Employment Tribunal Claims and Representation
Before Issuing a Claim in the Employment Tribunal: ACAS Early Conciliation
In most cases, you will not be able to issue a claim in the Employment Tribunal unless you have referred your case to the Advisory Conciliation and Arbitration Service (ACAS) for early conciliation in the first instance. ACAS is a free, independent and impartial organisation that can help to try to resolve the dispute between you and your employer without the need to bring proceedings in the Employment Tribunal.
You can start the early conciliation process either by contacting ACAS by telephone or by completing the early conciliation notification form online. You will then be contacted by an ACAS conciliation officer who will ask you for some basic administrative details and whether you wish to engage in early conciliation. ACAS will not contact your employer if you do not want them to do so.
If you don’t want to engage in early conciliation, or if the process does not resolve the dispute satisfactorily, you will be given an early conciliation certificate containing the reference number that you need to include with your claim form if you decide to issue proceedings in the Employment Tribunal.

→ **Required work**
**a)** According to the passage on ACAS early conciliation, what must be included with the claim form when issuing proceedings in the Employment Tribunal?
**b)** How many lines of the records contain the string "foliage", with case taken into account? Give only the number.

[Source records]
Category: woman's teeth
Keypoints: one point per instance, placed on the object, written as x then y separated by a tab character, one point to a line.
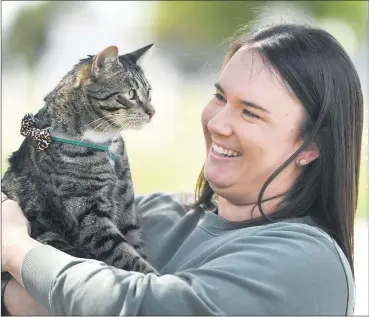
225	152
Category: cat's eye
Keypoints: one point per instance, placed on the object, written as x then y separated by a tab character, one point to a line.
132	94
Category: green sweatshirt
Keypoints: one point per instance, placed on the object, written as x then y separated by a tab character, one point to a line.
208	266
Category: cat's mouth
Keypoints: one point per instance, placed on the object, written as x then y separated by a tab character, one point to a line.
132	124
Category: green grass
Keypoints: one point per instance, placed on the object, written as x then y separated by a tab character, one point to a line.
159	163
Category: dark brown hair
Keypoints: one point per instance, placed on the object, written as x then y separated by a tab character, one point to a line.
318	71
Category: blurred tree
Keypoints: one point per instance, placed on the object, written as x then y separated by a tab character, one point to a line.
26	39
209	22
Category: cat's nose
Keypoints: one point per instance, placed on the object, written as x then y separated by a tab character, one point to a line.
151	113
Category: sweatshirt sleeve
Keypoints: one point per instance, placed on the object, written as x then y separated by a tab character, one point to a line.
274	274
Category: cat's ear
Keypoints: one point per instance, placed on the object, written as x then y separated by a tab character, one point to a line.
136	55
110	54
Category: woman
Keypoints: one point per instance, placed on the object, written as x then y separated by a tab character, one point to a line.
272	230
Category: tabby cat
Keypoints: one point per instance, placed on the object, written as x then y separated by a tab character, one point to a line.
75	186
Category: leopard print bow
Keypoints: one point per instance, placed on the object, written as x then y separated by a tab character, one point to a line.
28	129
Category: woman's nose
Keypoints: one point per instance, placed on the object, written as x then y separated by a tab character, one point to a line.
220	123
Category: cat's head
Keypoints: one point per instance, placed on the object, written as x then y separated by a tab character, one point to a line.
117	88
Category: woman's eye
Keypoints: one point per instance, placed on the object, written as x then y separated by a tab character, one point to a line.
219	97
132	94
250	114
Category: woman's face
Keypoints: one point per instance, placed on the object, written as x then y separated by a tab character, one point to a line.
251	127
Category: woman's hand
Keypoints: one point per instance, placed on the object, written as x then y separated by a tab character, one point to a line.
15	242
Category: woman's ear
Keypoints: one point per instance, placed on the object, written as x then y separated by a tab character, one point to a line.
308	155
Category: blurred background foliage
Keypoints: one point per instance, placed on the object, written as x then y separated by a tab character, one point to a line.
207	22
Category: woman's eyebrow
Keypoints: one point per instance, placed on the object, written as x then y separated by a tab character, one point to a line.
245	102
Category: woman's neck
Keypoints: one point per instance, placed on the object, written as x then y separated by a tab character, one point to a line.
235	213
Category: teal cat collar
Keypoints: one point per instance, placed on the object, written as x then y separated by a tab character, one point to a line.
44	137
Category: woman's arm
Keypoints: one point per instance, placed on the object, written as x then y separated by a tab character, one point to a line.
18	303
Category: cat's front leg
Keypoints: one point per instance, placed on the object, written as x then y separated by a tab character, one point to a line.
106	243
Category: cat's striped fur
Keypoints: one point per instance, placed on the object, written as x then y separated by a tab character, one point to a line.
76	198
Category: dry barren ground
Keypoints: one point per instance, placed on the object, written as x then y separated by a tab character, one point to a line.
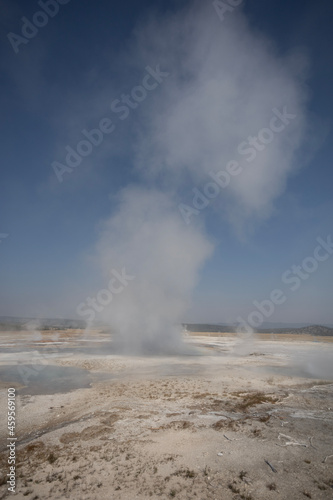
244	423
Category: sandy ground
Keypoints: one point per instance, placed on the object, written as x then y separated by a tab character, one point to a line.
236	421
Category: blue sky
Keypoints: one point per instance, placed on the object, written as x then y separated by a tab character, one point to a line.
63	81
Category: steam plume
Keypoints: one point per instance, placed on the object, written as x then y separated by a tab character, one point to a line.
225	81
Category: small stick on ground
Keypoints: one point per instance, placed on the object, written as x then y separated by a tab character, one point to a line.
271	466
310	439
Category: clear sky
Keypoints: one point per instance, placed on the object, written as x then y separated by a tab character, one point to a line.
62	80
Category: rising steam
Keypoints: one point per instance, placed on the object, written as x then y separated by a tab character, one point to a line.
224	82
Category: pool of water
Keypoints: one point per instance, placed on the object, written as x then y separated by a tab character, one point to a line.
48	379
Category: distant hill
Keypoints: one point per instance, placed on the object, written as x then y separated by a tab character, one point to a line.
315	330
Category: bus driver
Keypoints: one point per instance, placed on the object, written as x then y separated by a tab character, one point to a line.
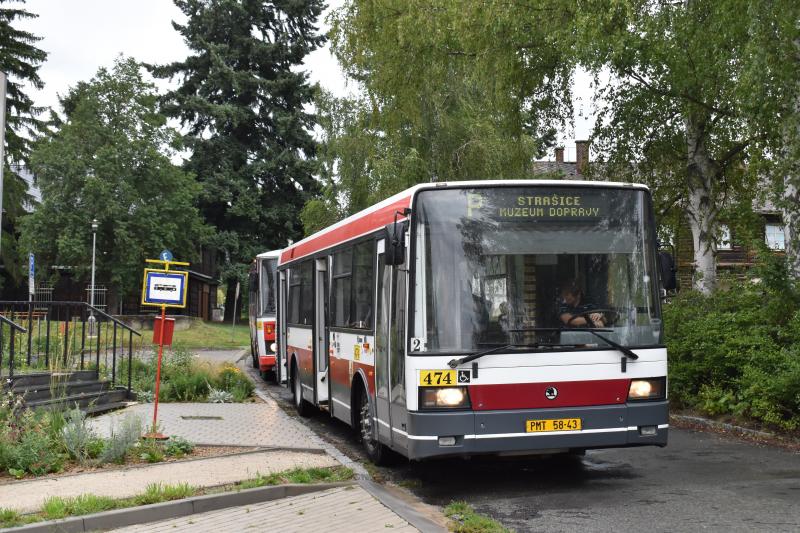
573	312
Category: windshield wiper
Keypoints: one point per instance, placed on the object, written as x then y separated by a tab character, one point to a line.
627	352
466	359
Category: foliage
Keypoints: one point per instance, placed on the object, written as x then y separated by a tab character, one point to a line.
184	378
151	451
298	475
124	436
77	435
156	492
464	519
219	396
108	158
35	451
56	507
451	91
734	353
20	59
178	446
670	110
242	100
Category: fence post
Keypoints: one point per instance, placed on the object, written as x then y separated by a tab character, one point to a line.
30	330
114	358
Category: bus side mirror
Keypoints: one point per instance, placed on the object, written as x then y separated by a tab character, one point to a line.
669	280
395	243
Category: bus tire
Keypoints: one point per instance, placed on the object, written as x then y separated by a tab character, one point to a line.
302	407
377	452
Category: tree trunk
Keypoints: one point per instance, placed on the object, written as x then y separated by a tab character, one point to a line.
703	208
790	211
790	204
230	308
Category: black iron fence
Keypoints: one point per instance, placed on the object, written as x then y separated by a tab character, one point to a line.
62	337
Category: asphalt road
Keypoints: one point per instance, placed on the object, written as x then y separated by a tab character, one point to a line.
702	481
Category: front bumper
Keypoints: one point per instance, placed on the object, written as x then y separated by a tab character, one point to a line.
488	432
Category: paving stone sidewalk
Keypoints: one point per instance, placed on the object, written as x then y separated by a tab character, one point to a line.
346	509
229	424
27	496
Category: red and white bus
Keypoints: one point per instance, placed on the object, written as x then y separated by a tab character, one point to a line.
263	314
485	317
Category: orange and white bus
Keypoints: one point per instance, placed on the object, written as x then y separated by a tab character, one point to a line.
485	317
262	311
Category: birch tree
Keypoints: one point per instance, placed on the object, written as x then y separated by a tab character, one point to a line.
672	110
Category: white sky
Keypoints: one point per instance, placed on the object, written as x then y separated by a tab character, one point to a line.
80	36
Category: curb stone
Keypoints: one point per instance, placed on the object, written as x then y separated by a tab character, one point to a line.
706	422
174	509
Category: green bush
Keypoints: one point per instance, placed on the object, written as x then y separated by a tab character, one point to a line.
735	353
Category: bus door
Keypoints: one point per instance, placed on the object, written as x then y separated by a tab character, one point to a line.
382	346
321	355
280	320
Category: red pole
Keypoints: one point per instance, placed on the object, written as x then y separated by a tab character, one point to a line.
153	434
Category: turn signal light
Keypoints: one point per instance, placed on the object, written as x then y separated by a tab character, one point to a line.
648	389
444	398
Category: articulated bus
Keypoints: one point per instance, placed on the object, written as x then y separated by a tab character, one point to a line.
485	317
263	314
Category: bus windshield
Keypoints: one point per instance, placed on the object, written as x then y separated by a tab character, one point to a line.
268	286
533	266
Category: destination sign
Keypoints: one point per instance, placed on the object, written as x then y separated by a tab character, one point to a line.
564	204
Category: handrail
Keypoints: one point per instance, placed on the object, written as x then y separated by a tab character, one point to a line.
96	310
13	324
111	318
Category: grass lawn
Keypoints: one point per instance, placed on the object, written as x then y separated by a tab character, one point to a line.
57	507
205	335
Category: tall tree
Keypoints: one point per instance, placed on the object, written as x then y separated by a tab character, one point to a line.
771	89
451	91
108	158
20	59
243	102
672	113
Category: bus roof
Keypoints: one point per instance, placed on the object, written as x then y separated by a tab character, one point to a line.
382	213
271	253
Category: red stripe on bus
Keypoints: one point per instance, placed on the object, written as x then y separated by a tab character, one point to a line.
359	226
532	395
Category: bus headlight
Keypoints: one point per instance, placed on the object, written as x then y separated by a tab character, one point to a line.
648	389
444	398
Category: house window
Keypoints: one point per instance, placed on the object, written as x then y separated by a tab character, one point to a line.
724	242
776	239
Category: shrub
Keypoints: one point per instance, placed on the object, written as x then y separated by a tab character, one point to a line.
734	354
178	446
219	396
77	435
151	451
123	438
35	453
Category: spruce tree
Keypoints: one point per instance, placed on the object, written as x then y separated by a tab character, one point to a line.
20	60
244	105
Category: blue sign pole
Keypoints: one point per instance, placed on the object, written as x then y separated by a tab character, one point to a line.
31	276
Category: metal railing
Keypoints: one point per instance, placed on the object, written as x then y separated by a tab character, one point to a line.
66	336
13	328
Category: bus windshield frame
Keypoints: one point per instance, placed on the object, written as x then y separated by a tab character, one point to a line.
523	265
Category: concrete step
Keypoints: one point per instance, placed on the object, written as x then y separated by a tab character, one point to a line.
55	390
82	401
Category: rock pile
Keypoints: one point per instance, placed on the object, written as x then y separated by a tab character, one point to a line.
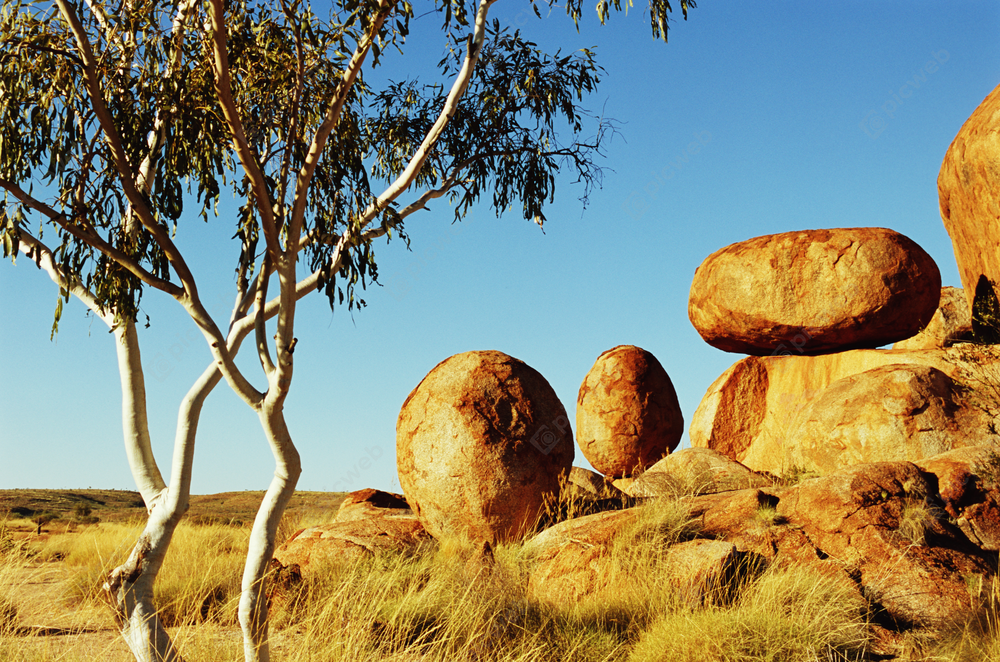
814	291
904	511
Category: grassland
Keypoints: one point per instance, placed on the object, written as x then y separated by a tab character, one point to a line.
438	604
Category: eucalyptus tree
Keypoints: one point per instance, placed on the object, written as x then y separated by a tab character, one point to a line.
121	123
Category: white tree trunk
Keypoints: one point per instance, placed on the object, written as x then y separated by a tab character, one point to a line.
129	587
253	605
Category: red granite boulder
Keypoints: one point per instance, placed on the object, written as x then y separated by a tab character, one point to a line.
814	292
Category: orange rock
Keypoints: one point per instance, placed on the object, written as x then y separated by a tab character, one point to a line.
481	442
747	412
368	503
952	322
814	292
627	414
348	541
695	471
882	522
969	195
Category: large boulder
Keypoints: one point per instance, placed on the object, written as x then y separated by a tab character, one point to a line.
746	413
893	412
481	443
695	471
952	322
884	524
968	483
627	414
814	291
350	541
969	195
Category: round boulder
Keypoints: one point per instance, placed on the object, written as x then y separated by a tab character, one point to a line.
481	443
814	292
894	412
969	195
627	414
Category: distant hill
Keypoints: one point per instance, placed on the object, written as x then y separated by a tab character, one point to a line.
115	505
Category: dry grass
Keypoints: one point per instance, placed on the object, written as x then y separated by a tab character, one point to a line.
444	604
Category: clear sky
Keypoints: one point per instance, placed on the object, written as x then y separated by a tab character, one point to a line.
756	118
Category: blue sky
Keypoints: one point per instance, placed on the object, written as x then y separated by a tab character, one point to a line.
755	118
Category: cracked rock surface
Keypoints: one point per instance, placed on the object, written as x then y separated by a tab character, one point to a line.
814	292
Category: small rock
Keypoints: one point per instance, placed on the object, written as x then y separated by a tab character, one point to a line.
481	443
814	292
695	471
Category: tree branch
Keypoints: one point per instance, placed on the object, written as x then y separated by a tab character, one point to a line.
248	159
119	157
138	447
333	114
93	240
405	179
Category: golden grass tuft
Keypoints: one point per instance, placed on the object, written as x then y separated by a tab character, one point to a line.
456	603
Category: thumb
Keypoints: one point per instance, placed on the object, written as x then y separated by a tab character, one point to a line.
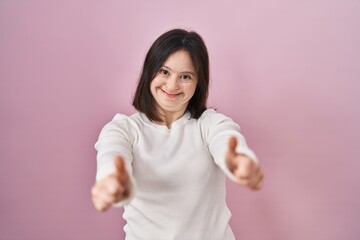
232	144
231	153
120	168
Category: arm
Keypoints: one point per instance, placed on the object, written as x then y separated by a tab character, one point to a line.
246	171
114	182
230	151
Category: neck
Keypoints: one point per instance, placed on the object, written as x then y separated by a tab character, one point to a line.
167	118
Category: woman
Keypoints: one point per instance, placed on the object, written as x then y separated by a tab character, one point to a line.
167	163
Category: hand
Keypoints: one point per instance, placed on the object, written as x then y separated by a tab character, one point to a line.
112	188
247	172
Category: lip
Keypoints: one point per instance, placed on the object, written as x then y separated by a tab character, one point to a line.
169	95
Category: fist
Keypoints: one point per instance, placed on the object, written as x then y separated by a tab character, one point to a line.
112	188
247	172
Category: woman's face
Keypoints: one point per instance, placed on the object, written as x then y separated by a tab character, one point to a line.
175	83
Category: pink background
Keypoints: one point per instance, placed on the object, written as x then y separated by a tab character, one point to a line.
287	71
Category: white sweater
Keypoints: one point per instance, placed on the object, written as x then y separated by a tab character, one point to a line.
177	174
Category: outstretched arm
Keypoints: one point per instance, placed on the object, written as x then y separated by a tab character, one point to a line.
246	171
113	188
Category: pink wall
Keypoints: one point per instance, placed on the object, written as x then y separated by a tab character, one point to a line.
287	71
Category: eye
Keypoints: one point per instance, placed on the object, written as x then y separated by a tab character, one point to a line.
164	71
185	77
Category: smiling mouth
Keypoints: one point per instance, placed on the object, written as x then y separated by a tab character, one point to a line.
170	95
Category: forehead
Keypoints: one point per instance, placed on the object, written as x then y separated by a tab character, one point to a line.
180	61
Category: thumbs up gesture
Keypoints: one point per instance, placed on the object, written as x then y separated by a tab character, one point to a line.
112	188
247	172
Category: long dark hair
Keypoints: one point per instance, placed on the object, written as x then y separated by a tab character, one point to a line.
160	50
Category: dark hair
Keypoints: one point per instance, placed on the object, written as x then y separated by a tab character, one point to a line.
161	49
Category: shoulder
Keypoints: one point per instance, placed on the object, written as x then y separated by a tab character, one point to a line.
211	117
122	123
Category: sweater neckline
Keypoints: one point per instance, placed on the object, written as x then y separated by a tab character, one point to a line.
164	128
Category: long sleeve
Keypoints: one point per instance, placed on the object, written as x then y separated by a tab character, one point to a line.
217	131
115	139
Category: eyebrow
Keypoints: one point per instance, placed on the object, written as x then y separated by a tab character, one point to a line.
188	72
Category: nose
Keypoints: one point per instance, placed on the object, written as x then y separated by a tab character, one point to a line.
172	83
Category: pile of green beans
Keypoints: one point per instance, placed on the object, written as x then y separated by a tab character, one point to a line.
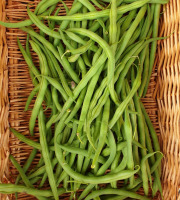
95	65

→ **Answers**
**a)** The reference number from the early conciliation certificate.

**b)** 2